**Aim:** Update the data below so that every occurrence of "lesson" becomes "session", and leave all other text unchanged.

**Extracted data:**
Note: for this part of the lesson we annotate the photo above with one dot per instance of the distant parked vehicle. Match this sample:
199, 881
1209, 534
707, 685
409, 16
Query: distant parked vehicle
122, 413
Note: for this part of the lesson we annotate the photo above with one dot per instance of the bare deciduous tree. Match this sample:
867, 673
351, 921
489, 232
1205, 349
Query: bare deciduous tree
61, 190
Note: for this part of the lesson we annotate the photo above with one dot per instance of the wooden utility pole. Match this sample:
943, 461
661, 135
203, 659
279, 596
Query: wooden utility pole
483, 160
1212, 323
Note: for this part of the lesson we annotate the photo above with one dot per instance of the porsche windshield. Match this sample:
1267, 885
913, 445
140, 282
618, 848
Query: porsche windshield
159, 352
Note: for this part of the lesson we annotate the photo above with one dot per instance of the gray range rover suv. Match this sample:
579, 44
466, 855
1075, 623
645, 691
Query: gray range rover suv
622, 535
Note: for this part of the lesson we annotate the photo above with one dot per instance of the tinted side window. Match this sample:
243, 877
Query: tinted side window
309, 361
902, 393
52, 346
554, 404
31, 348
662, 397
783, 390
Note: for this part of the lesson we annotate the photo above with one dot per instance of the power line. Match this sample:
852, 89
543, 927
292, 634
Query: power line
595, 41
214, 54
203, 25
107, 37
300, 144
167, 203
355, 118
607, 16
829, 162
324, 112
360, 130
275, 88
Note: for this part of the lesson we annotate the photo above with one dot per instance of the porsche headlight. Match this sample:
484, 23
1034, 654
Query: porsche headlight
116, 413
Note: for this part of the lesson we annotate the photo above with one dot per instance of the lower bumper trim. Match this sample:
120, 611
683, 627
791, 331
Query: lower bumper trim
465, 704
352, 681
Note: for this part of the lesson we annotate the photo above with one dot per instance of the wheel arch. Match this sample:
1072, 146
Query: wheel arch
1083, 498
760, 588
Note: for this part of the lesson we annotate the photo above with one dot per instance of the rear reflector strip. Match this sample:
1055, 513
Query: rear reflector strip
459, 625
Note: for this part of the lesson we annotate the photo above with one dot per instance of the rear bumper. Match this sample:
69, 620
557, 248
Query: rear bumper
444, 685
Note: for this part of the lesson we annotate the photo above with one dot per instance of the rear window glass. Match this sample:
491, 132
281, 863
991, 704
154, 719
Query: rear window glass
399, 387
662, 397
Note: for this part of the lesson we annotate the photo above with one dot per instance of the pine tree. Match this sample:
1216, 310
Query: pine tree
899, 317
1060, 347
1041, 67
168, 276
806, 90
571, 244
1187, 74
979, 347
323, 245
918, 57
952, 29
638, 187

**Task response:**
Note: for this part of the session we annotate the photo above with one dot per instance of the distant parked vehicle. Match this sample:
199, 881
1209, 534
707, 685
409, 16
Query: distant parked vehicle
122, 413
Note: for this part of the session we annotate the photo above with one dot per instance of the bare deciduous tree. Match this sample:
867, 673
351, 921
489, 232
1205, 349
Query: bare deciduous tree
61, 190
Note: for this part of the session we annotate the photo above with one dot per instance of the wooden utility pole. Match this sample:
943, 461
661, 135
203, 659
279, 596
Query: wooden utility pole
483, 160
1212, 323
Note: for this part of the session we annotate the photo above with one dot per instance of the porsche windshield. Match this sample:
1267, 885
913, 445
140, 282
618, 848
Query: porsche windshield
159, 352
Note: for this part of the session we annotate the photo above with one dot per instance of the gray range rover suv. Match this sample:
579, 44
466, 855
1075, 623
645, 691
Query: gray range rover suv
622, 535
Note: for this part of the session we annotate the photo above with one dot per instance of the tinted side window. Match this sample:
243, 877
Query: tinted side window
309, 361
902, 393
52, 346
554, 404
31, 348
662, 397
783, 390
Note: for this part of the session we annotate the photo above with one dot per instance of the power line. Match this sample:
852, 89
543, 927
292, 634
Query: power line
595, 41
214, 54
203, 25
107, 37
300, 144
167, 203
355, 118
607, 16
829, 162
324, 112
360, 130
275, 88
Note: for this part of the session we annotate the photo above with one dot per instance of the porsche headlight. Match this sample:
484, 23
1034, 654
Query: porsche headlight
116, 413
Note: for this part of the session we annotate the photo above with one dot per instance of the lower bumper trim. Match this sample:
120, 611
683, 627
791, 331
Query: lower bumper trim
465, 704
352, 681
Note: for this part of the session we annotate the photo above with one dot per instance of the wheel arch. Match this sample:
1072, 146
Query: wheel arch
1083, 498
760, 588
Note: for this part of the session we annotate the photo above with one dot per instance of the rear reflector strip. Match this sample:
1055, 513
Query: rear reflector strip
459, 625
Note: for this part of the session we annotate the photo above with one dot per instance of the rear bumper. Match this sample:
69, 620
557, 248
Query: rear bumper
444, 685
Note: for this part of the session we annotate the photo above with one dot per instance of the rear window glass. Match this sample:
491, 132
281, 863
991, 704
154, 719
Query: rear window glass
399, 387
662, 397
Note: for this part of the session we annotate the photo above with one dot per instance of the pine tree. Match this sample:
1216, 310
Query: pine tree
899, 317
1060, 347
1041, 67
168, 276
806, 90
571, 244
1187, 74
979, 347
323, 245
918, 57
952, 29
638, 187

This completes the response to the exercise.